### Task description
Start at the line below containing "Target: birch tree" and stop at the line containing "Can you find the front". Repeat every line of that stretch exactly, and nothing outside it.

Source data
+ + + + + + +

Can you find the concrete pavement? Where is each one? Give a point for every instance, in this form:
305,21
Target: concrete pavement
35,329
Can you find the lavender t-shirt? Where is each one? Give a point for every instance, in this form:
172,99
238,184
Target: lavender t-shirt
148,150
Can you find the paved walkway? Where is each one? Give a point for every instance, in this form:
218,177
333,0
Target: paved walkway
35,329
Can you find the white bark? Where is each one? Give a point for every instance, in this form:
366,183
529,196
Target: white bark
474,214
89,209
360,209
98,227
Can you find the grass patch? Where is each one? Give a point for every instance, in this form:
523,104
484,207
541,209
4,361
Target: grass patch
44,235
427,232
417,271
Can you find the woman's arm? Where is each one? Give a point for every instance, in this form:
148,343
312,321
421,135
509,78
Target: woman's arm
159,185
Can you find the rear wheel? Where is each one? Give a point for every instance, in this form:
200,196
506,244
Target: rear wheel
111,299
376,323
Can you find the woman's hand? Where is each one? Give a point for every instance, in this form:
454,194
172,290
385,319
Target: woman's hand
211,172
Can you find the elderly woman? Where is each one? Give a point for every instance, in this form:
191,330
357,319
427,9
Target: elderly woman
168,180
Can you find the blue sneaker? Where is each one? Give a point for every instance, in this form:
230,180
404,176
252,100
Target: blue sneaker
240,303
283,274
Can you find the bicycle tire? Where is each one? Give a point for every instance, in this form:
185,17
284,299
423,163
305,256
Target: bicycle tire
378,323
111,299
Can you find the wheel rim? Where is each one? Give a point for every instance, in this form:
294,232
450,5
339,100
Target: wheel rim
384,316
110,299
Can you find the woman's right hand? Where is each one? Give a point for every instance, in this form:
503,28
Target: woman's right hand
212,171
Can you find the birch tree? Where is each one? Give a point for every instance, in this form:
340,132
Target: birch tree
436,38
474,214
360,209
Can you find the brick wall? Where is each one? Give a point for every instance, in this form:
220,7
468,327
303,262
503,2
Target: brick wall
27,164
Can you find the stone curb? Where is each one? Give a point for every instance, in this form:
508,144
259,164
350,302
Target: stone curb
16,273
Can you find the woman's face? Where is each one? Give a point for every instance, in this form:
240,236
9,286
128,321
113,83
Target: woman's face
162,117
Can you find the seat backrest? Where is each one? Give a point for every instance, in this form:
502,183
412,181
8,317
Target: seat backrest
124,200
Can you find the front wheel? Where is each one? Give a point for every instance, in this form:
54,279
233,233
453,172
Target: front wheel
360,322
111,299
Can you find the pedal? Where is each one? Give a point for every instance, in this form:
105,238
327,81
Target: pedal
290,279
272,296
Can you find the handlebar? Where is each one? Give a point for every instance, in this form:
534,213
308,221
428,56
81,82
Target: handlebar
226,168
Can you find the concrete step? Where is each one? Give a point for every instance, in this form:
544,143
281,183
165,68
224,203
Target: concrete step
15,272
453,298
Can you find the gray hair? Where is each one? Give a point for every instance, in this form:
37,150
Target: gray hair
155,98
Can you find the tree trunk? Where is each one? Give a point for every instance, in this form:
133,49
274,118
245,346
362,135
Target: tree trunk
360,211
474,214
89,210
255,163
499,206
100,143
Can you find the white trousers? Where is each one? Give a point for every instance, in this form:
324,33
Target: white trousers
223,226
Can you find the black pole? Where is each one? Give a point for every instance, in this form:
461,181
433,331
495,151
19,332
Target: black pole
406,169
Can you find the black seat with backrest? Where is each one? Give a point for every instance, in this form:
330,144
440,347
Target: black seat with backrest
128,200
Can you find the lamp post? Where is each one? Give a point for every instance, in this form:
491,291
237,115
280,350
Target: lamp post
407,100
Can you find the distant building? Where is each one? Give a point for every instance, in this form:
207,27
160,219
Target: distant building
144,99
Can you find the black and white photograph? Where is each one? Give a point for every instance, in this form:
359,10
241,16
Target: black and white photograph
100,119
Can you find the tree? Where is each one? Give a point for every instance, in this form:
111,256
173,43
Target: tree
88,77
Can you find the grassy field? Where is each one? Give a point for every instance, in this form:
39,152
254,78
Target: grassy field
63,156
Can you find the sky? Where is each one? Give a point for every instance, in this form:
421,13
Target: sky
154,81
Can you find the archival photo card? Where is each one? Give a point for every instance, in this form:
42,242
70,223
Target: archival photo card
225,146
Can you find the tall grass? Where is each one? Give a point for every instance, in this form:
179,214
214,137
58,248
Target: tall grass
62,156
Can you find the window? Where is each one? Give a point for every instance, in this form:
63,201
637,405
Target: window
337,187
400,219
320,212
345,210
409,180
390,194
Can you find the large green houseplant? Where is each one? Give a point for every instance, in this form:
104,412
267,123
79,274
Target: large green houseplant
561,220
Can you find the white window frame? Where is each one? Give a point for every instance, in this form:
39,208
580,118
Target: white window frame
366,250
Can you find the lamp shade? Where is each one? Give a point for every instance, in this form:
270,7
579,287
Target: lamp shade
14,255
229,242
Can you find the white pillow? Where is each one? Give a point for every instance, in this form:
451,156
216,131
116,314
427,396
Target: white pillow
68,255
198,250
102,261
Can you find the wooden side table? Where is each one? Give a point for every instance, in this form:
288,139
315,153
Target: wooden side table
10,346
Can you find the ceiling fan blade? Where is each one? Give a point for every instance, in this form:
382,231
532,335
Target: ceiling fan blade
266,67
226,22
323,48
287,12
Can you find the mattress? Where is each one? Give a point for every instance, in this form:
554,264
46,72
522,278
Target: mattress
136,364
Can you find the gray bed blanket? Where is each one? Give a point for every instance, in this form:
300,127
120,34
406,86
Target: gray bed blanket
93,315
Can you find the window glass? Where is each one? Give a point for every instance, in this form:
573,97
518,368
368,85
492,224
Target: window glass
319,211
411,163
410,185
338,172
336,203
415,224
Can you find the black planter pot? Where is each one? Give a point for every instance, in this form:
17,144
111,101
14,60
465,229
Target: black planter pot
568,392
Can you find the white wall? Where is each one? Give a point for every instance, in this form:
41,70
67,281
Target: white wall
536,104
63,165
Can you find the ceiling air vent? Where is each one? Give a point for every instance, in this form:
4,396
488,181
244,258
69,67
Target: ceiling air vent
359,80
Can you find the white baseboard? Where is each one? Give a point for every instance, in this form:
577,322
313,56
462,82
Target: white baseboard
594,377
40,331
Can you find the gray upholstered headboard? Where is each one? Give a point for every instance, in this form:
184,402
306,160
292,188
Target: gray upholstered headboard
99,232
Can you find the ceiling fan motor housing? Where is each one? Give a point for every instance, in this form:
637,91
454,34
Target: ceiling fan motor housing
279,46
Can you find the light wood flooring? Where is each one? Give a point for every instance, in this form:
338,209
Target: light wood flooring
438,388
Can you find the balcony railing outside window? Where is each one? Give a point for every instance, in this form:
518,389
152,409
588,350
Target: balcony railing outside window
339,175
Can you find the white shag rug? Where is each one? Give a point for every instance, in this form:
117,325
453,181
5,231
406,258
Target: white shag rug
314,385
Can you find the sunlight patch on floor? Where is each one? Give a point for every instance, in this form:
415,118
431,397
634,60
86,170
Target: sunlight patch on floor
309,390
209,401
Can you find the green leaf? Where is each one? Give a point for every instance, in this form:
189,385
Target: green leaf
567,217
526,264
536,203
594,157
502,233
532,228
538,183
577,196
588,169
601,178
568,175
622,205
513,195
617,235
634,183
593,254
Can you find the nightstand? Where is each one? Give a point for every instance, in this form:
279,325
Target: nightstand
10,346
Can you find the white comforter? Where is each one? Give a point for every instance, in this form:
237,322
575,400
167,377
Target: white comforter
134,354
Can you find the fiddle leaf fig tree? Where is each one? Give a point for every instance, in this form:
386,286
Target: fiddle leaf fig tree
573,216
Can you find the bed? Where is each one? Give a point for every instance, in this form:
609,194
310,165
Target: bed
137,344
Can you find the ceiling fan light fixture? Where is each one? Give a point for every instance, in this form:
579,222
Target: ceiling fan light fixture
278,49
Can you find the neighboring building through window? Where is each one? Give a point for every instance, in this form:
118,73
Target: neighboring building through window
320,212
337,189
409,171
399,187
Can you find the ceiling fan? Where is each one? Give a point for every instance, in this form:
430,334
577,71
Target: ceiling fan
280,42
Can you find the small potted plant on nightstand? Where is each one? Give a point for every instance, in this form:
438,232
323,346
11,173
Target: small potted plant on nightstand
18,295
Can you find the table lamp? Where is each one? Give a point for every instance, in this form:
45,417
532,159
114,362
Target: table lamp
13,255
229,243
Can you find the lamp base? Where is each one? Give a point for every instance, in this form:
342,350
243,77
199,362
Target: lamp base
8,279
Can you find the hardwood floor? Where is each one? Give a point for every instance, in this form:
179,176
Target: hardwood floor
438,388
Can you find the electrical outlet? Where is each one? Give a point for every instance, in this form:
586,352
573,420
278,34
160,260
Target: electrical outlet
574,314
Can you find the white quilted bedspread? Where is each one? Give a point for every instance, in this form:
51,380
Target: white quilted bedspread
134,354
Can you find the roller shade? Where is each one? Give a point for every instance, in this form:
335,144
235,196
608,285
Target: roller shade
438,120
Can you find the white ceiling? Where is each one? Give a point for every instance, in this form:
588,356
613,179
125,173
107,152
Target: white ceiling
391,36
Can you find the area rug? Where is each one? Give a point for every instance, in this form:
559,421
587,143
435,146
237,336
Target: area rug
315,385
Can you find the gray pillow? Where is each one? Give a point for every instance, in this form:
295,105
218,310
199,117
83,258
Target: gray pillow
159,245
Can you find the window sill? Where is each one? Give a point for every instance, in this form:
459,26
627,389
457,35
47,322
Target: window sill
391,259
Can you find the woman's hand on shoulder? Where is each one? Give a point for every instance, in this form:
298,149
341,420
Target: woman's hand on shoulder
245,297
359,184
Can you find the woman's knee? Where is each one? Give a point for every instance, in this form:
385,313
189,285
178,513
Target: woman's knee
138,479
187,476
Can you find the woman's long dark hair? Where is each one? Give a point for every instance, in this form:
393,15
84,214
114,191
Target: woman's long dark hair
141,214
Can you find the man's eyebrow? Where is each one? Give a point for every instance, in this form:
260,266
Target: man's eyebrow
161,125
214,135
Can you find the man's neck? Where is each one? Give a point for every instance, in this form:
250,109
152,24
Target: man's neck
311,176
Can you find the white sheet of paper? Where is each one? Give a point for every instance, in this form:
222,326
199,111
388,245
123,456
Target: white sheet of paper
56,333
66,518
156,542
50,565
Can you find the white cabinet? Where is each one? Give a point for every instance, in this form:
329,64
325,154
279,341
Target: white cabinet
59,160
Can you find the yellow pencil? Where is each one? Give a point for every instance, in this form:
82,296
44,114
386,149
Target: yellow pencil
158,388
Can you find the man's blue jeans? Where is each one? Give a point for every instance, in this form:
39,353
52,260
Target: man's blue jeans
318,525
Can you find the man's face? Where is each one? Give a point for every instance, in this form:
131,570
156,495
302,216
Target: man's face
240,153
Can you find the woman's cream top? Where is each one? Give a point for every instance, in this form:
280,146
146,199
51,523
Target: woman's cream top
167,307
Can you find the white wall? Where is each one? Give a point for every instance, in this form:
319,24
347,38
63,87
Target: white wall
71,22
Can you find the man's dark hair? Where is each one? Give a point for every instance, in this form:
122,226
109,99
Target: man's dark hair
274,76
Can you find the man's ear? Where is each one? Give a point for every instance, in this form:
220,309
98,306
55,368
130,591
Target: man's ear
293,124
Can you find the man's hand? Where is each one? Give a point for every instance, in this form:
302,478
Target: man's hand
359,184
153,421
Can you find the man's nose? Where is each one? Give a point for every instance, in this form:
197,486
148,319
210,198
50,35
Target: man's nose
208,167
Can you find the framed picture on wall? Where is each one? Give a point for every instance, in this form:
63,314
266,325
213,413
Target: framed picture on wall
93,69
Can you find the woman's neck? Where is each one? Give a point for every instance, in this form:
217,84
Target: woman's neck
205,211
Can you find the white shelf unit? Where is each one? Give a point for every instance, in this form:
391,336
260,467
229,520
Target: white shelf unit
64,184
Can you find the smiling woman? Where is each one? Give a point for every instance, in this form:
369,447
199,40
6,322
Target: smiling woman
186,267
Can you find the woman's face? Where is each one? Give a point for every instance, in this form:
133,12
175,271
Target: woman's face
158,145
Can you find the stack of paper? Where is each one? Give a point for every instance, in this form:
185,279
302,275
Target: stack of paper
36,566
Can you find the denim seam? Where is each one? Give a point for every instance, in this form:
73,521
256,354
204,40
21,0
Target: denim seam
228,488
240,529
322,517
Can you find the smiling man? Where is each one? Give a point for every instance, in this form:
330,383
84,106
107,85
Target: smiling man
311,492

+ + + + + + +

### Result
Target: birch tree
436,38
474,214
360,209
Can you find the brick wall? Where is each one? Give a point for every instance, in this form:
220,7
468,327
303,262
503,2
Target: brick wall
27,164
Can you find the stone curb? Where is each one? Give a point for every instance, in this form:
508,144
259,164
350,302
Target: stone curb
16,273
Can you find the woman's face? Where is each one? Give a point for every instance, in this form:
240,236
9,286
128,321
113,83
Target: woman's face
162,117
Can you find the seat backrest? Where is each one? Give a point for every instance, in this form:
502,183
412,181
8,317
Target: seat backrest
124,200
Can you find the front wheel? Where is each one? Give a point for every instance, in this form:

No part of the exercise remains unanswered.